**RECORDS FOR THE TASK**
++++++++++++++++++++
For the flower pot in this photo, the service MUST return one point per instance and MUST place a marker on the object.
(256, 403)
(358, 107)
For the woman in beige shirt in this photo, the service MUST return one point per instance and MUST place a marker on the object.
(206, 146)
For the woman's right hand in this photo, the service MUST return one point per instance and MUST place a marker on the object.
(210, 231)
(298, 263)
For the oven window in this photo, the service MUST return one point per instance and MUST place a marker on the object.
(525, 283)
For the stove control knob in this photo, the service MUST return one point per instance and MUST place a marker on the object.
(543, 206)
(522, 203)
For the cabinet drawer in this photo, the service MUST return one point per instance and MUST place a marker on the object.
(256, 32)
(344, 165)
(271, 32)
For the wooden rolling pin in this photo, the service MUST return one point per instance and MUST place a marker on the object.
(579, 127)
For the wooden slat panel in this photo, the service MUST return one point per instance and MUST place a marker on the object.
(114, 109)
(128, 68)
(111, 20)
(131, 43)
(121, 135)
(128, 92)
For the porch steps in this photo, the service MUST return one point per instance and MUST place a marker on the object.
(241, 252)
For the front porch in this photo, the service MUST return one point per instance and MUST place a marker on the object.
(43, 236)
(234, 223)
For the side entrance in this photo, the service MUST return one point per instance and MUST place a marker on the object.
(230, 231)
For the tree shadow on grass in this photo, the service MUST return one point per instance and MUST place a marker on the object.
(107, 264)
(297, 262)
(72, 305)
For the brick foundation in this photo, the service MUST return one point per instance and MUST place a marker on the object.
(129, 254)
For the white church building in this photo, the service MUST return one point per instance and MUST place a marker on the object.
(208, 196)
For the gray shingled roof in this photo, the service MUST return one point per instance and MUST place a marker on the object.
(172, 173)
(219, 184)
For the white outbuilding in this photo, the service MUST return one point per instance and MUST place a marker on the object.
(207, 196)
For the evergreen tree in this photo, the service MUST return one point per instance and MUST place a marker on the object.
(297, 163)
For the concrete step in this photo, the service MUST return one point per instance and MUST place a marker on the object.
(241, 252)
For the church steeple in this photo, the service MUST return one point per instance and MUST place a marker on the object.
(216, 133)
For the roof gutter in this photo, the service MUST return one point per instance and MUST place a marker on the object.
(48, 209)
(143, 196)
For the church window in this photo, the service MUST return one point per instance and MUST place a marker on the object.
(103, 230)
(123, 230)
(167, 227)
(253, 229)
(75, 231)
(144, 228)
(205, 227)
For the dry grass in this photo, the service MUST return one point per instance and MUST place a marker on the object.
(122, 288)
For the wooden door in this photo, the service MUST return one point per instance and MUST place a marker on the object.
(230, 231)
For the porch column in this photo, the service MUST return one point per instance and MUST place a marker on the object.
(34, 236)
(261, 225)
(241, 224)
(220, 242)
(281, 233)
++++++++++++++++++++
**TASK BRIEF**
Reproduce word for word the part of the records that opens with the line containing "For the porch column" and continues through the end of the records.

**SOLUTION**
For the porch column in this photo, the service MUST return one point per instance and MUST place a marker on the object.
(34, 236)
(261, 225)
(241, 224)
(220, 242)
(281, 233)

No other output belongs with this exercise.